▸ **REQUIREMENTS**
Set down exactly the lines from the one containing "Query: bald head" through the last line of the records below, both included, and nothing else.

.....

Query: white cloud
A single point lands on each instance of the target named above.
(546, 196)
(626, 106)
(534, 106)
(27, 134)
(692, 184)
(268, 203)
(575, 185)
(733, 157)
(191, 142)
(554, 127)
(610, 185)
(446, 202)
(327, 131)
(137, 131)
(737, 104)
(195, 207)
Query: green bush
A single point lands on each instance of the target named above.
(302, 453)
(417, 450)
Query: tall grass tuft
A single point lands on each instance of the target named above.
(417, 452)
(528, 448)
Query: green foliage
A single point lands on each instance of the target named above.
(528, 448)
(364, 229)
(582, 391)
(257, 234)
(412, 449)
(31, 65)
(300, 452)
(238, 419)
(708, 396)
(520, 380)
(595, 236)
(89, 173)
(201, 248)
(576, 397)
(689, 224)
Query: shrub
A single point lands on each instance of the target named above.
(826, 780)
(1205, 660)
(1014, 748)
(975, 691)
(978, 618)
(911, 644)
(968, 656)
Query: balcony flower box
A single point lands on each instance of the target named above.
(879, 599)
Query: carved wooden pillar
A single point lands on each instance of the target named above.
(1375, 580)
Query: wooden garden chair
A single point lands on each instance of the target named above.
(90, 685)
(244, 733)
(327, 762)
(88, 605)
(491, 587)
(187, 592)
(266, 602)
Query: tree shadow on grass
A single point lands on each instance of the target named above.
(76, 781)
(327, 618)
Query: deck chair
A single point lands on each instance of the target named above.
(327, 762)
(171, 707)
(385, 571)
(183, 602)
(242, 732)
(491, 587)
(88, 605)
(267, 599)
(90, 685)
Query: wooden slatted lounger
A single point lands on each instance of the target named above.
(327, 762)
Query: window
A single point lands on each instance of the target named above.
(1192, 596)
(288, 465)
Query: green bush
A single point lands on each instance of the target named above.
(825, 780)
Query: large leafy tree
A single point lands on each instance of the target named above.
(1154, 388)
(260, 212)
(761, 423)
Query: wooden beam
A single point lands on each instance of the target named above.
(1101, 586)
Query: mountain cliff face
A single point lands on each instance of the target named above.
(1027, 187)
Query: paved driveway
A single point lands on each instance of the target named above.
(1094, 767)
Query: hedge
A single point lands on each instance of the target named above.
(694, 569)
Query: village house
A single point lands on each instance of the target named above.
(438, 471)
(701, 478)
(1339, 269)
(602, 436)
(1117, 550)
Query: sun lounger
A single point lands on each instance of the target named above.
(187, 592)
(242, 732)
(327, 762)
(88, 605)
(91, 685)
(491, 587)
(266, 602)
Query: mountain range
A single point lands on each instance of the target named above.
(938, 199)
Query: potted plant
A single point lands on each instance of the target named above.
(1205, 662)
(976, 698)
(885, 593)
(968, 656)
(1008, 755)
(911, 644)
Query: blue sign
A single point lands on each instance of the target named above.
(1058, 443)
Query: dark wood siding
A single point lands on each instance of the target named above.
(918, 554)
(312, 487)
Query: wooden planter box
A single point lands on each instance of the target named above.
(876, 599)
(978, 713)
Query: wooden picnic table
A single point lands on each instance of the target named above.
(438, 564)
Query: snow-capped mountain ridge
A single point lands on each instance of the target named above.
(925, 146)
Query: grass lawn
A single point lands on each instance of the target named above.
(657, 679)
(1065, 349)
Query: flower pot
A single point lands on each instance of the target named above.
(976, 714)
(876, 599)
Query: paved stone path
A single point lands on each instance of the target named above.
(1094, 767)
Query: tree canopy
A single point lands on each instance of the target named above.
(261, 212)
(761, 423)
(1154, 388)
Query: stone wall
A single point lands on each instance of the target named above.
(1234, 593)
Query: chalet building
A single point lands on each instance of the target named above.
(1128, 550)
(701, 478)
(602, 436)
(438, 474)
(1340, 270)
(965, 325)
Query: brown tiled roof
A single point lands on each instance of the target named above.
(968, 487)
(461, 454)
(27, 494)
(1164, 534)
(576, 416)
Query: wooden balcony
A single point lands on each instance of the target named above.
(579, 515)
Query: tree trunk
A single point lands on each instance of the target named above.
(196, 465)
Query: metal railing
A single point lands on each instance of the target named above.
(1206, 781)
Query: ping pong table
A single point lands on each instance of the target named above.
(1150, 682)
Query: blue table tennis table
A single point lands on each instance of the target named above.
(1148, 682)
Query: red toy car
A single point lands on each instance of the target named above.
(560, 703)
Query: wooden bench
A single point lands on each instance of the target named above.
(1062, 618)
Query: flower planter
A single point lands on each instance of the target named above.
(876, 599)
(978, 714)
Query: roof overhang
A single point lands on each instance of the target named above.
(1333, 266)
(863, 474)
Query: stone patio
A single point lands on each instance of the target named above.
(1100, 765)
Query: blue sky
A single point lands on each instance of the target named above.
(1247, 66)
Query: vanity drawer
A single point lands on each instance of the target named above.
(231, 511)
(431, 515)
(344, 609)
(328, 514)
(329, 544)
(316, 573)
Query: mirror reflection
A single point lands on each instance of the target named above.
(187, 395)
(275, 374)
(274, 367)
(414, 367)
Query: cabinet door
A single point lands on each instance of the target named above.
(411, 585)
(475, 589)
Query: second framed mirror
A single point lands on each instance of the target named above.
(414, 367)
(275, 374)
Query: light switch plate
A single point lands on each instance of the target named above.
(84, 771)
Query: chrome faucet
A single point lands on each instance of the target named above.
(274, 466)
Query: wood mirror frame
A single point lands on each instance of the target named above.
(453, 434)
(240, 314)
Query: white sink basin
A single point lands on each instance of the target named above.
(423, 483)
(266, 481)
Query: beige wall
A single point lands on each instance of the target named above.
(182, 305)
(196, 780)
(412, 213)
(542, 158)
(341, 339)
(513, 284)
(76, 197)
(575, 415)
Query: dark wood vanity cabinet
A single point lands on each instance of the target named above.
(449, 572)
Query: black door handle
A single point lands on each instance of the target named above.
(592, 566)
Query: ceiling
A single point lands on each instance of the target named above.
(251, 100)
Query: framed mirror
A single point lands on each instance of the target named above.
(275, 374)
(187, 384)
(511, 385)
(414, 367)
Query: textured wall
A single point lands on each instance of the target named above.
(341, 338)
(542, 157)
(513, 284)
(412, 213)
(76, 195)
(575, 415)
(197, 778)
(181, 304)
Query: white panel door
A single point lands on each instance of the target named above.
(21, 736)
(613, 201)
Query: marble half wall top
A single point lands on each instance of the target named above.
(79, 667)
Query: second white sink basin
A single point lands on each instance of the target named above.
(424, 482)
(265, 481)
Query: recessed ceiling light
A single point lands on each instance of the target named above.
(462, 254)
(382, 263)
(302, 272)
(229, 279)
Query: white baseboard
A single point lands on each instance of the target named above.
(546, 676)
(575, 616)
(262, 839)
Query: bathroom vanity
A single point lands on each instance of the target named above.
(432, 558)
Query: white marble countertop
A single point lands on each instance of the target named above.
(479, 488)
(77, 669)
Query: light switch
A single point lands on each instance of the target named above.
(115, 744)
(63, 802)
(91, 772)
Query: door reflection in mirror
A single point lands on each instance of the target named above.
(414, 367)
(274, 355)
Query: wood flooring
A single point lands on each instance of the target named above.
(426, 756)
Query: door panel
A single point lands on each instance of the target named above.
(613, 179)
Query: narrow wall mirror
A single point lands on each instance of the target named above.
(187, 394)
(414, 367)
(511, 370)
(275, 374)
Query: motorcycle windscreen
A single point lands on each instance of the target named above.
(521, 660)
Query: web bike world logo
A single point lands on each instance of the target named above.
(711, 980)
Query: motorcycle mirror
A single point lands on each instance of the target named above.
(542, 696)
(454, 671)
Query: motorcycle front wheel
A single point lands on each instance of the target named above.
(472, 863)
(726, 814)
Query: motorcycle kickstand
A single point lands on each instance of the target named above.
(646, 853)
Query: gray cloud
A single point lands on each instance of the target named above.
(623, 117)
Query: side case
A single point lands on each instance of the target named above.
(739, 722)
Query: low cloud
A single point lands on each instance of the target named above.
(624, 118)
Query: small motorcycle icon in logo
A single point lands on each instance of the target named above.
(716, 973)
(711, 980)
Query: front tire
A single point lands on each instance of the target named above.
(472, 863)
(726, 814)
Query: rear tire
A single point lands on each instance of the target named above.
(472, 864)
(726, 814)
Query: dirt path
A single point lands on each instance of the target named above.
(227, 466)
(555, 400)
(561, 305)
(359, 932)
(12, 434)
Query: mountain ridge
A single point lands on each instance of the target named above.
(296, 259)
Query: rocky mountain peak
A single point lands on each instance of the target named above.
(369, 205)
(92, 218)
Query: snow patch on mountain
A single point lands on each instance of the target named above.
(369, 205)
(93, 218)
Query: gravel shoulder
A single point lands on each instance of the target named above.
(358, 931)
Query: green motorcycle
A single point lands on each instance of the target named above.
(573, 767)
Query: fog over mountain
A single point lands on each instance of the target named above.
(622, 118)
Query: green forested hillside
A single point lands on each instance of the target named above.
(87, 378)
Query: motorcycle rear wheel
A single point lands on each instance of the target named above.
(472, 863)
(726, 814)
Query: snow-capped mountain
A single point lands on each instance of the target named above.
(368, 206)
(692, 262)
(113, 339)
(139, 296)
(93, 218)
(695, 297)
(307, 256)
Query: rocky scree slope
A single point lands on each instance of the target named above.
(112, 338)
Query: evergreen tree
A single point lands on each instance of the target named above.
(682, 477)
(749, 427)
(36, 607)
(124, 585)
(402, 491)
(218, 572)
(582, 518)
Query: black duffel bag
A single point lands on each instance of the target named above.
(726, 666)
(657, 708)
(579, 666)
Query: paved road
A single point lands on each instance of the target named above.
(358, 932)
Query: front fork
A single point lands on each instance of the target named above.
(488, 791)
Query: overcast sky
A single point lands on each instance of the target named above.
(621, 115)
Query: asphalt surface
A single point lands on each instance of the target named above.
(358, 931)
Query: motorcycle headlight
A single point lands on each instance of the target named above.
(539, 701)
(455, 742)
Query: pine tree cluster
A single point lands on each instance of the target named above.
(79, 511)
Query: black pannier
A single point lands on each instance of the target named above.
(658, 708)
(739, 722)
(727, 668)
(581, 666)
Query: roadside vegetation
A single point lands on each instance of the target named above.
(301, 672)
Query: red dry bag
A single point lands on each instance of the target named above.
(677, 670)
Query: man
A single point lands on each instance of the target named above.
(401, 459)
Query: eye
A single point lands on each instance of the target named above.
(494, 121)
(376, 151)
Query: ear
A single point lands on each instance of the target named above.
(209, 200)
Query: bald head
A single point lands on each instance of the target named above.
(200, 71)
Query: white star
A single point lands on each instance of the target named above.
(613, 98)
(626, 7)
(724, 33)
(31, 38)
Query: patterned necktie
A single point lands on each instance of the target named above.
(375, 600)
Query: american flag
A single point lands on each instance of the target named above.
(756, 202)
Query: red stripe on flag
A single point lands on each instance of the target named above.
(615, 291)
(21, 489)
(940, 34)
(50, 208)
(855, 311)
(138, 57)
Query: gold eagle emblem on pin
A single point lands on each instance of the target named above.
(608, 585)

.....

▸ **FULL SOLUTION**
Query: bald head
A single point lands on each instance of the target named above.
(200, 71)
Query: white star
A single point lands on each instance of the target named above.
(613, 98)
(626, 7)
(724, 33)
(31, 38)
Query: patterned necktie
A single point lands on each instance of the target named above.
(375, 600)
Query: american flag
A single point lands on each instance of the target named above.
(756, 202)
Query: red stripe on flag
A single point lands on each instance of the target named above.
(615, 291)
(21, 489)
(940, 34)
(50, 208)
(855, 311)
(138, 57)
Query: gold eagle emblem on pin
A single point lands on each instance of the target named above.
(608, 585)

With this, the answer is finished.